TASK GOAL | Copy every one of the items below line for line, without changing a single character.

DATASET EXTRACT |
>> Start
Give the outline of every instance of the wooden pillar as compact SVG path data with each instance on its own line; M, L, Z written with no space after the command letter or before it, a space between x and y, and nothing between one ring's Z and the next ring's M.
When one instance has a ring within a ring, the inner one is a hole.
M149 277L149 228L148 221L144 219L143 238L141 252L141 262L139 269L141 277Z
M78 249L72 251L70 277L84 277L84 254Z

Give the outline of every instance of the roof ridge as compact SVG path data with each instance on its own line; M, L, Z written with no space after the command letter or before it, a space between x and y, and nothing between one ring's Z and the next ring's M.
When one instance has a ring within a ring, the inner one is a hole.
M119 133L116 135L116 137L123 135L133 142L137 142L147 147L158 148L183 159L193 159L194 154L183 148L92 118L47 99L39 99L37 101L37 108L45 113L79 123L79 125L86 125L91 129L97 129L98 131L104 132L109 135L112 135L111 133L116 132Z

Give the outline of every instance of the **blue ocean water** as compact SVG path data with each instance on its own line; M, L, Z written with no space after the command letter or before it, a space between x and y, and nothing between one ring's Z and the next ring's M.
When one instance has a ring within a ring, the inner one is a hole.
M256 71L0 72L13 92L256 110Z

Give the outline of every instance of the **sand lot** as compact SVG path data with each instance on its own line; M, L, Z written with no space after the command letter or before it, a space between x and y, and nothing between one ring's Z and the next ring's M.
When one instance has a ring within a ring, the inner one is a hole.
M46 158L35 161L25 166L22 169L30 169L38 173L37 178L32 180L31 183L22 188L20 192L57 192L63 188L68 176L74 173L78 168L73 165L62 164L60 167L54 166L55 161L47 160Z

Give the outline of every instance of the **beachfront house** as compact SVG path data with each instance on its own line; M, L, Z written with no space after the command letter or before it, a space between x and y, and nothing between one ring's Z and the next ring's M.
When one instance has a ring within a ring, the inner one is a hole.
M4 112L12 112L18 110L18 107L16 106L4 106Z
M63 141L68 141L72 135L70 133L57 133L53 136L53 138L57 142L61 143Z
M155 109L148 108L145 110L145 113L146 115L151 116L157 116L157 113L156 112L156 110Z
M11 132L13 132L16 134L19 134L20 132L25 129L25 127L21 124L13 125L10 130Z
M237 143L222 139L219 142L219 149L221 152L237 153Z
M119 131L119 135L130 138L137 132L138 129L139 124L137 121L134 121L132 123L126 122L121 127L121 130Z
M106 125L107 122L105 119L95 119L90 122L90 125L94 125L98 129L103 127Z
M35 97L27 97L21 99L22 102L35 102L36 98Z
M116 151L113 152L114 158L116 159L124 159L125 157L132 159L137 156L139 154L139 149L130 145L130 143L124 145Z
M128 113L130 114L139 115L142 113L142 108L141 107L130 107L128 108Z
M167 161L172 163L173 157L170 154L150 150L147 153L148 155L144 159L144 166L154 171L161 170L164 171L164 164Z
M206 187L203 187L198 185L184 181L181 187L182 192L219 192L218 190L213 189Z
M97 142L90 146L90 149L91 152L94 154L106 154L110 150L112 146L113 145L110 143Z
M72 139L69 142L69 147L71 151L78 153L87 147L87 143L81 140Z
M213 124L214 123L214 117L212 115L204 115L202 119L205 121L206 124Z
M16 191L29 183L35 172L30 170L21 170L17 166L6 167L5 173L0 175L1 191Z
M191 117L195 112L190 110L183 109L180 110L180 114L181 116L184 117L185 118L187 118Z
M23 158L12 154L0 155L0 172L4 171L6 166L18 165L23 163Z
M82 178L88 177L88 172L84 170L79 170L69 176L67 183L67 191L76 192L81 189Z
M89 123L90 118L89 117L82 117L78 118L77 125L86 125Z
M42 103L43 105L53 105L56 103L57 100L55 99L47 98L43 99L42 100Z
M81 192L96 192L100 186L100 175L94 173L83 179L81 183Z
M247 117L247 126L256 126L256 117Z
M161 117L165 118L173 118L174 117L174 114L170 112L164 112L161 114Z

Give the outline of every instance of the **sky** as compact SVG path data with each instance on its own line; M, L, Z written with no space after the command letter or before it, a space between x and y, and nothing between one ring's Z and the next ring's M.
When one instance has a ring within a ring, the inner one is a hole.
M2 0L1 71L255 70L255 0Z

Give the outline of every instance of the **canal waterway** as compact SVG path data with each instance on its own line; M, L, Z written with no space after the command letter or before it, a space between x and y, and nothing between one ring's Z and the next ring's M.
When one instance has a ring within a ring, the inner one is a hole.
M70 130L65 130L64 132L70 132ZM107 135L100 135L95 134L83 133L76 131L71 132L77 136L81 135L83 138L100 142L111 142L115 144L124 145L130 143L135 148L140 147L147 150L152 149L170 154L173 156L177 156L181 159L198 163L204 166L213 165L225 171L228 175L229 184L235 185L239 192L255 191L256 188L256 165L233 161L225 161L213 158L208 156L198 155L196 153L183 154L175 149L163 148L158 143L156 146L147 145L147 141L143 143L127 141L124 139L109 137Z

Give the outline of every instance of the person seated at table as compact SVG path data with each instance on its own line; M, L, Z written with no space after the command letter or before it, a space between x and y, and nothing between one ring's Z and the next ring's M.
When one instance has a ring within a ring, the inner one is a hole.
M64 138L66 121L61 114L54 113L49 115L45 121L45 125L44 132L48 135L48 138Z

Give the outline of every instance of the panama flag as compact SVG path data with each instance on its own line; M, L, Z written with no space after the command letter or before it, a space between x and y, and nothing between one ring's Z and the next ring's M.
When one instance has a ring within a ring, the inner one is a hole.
>> End
RESPONSE TO THE EXERCISE |
Give the outline of every instance of the wooden pillar as compact SVG path data with each instance on its own line; M, L, Z written with no space after the command letter or before it, a space between x and y, and nothing between one ring's Z and the next ring's M.
When one instance has a ring within a ring, the inner one is a hole.
M149 277L149 228L148 221L144 219L143 238L141 252L141 262L139 269L141 277Z
M78 249L72 251L70 277L84 277L84 254Z

Give the outline of every instance of the roof ridge as compact SVG path data with each instance on its own line; M, L, Z written with no space after the command letter or before it, a space between x and y, and nothing between one ring's Z and the next ring's M.
When one instance has a ring within a ring, the inner one is a hole.
M119 133L116 135L116 137L123 135L133 142L137 142L147 147L158 148L183 159L193 159L194 154L183 148L92 118L47 99L39 99L37 101L37 108L45 113L79 123L79 125L86 125L91 129L97 129L98 131L104 132L109 135L112 135L111 133L116 132Z

Give the outline of every instance of the **blue ocean water** as compact SVG path data with each instance on its own line; M, L, Z written with no space after the command letter or before it, a space between x and y, and nothing between one ring's Z and the next ring's M.
When one instance has a ring within a ring, the inner one is a hole.
M256 71L0 72L13 92L256 110Z

Give the outline of every instance of the **sand lot** as compact SVG path data with each instance on its own line; M, L, Z written with no space after the command letter or before it, a space between x and y, and nothing between one ring's Z and the next ring's M.
When one instance has a ring within a ring, the inner one is a hole.
M46 158L35 161L25 166L22 169L30 169L38 173L37 178L32 180L31 183L22 188L20 192L57 192L63 188L68 176L74 173L78 168L73 165L62 164L60 167L54 166L55 161L47 160Z

Give the outline of every instance of the **beachfront house** as compact SVG path data with each instance on its own line; M, L, Z written with no space after the command letter or before it, a space between x and y, and nothing between one ring's Z and the next ring's M.
When one instance has a ring within a ring, the inner one is a hole.
M4 112L12 112L18 110L18 107L16 106L4 106Z
M63 141L68 141L72 135L70 133L57 133L53 136L53 138L57 142L61 143Z
M155 109L148 108L145 110L145 113L146 115L151 116L157 116L157 113L156 112L156 110Z
M11 132L13 132L16 134L19 134L20 132L25 129L25 127L21 124L13 125L10 130Z
M237 143L222 139L219 142L219 149L221 152L237 153Z
M119 131L119 135L130 138L137 132L138 129L139 124L137 121L134 121L132 123L126 122L121 127L121 130Z
M106 125L107 122L105 119L95 119L90 122L90 125L94 125L98 129L103 127Z
M35 97L27 97L21 99L22 102L35 102L36 98Z
M116 151L113 152L114 158L116 159L124 159L125 157L132 159L137 156L139 154L139 149L130 145L130 143L124 145Z
M128 113L130 114L139 115L142 113L142 108L141 107L130 107L128 108Z
M167 161L172 163L173 157L170 154L150 150L147 153L148 155L144 159L144 166L154 171L161 170L164 171L164 164Z
M206 187L203 187L198 185L184 181L181 187L182 192L219 192L218 190L213 189Z
M97 142L90 146L90 149L91 152L94 154L106 154L110 150L112 146L113 145L110 143Z
M72 139L69 142L69 147L71 151L78 153L87 147L87 143L81 140Z
M213 124L214 123L214 117L212 115L204 115L202 119L205 121L206 124Z
M16 191L29 183L35 172L30 170L21 170L17 166L6 167L5 173L0 175L1 191Z
M191 117L195 112L190 110L183 109L180 110L180 114L181 116L184 117L185 118L187 118Z
M23 158L12 154L0 155L0 172L4 171L6 166L18 165L23 163Z
M82 178L88 177L88 172L84 170L79 170L69 176L67 183L67 191L76 192L81 189Z
M89 123L90 118L89 117L82 117L78 118L77 125L86 125Z
M42 103L43 105L53 105L56 103L57 100L55 99L47 98L43 99L42 100Z
M81 192L96 192L100 186L100 175L94 173L83 179L81 183Z
M247 117L247 126L256 126L256 117Z
M161 117L165 118L173 118L174 117L174 114L170 112L164 112L161 114Z

Give the outline of every instance of the **sky** as compact SVG path data with each instance on its own line; M, L, Z written with no space after the command letter or before it, a space between x and y, and nothing between one ring's Z and the next ring's M.
When one instance has a ring within a ring, the inner one is a hole.
M2 0L1 71L255 70L255 0Z

Give the outline of every instance of the **canal waterway** as compact SVG path data with each instance on its own line; M, L, Z written with no space after the command letter or before it, a space between x and y, and nothing between one ring's Z and the next ring's M.
When one instance has a ring within a ring, the inner one is a hole.
M70 130L65 130L64 132L70 132ZM107 135L100 135L95 134L83 133L76 131L71 132L77 136L81 135L83 138L100 142L111 142L115 144L124 145L130 143L135 148L140 147L147 150L152 149L170 154L173 156L177 156L181 159L198 163L204 166L213 165L225 171L228 175L229 184L235 185L239 192L255 191L256 188L256 165L233 161L225 161L213 158L208 156L198 155L196 153L183 154L175 149L163 148L158 143L156 146L147 145L147 141L143 143L127 141L124 139L109 137Z

Give the outline of every instance of the person seated at table as compact SVG path data with each instance on its own line; M, L, Z written with no space after the command letter or before it, a space between x and y, and nothing between one ring's Z and the next ring's M.
When one instance has a ring within a ring, the inner one is a hole.
M64 138L66 121L61 114L54 113L49 115L45 121L45 125L44 132L48 135L48 138Z

Give the outline of every instance of the panama flag as compact SVG path data with each instance on its own line; M, L, Z written with no space after the command letter or before it, a space between x and y, and nothing between one ring's Z and the next ring's M.
When one instance has a ring within a ring, the inner one is a hole.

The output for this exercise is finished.